Problem description
Looking at the data below, report how many lines contain "clasped", with no other words.

Given records
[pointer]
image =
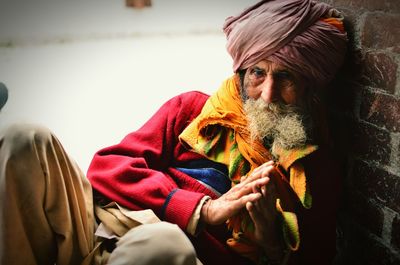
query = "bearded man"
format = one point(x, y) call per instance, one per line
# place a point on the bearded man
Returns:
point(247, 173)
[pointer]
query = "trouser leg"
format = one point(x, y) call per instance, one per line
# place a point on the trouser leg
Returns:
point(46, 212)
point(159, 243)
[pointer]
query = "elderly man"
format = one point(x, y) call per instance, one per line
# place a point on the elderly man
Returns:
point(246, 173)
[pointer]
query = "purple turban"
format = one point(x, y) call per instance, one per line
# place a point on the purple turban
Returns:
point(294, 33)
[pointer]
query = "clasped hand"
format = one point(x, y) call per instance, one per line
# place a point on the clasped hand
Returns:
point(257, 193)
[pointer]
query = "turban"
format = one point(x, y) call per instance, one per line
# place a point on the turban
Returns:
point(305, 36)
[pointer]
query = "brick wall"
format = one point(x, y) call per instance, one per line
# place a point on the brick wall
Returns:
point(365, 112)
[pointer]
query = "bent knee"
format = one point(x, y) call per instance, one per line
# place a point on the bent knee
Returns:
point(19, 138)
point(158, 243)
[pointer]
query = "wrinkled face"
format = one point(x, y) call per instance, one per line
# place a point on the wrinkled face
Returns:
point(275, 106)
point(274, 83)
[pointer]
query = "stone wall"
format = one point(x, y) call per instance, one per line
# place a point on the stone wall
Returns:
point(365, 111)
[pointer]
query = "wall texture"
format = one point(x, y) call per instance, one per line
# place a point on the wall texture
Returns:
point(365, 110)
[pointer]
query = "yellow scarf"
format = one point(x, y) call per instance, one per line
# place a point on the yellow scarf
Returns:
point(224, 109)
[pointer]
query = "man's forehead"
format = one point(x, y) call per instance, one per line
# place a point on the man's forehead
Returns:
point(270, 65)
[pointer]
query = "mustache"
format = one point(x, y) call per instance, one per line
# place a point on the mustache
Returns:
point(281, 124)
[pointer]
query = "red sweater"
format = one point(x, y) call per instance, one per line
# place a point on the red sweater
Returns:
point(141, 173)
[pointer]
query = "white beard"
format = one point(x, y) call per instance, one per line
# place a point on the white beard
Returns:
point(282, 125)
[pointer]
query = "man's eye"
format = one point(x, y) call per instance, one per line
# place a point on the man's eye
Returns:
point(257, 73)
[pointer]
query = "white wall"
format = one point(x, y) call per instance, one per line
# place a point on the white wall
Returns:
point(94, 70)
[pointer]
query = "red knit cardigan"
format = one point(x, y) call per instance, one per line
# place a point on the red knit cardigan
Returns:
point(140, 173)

Response to the task
2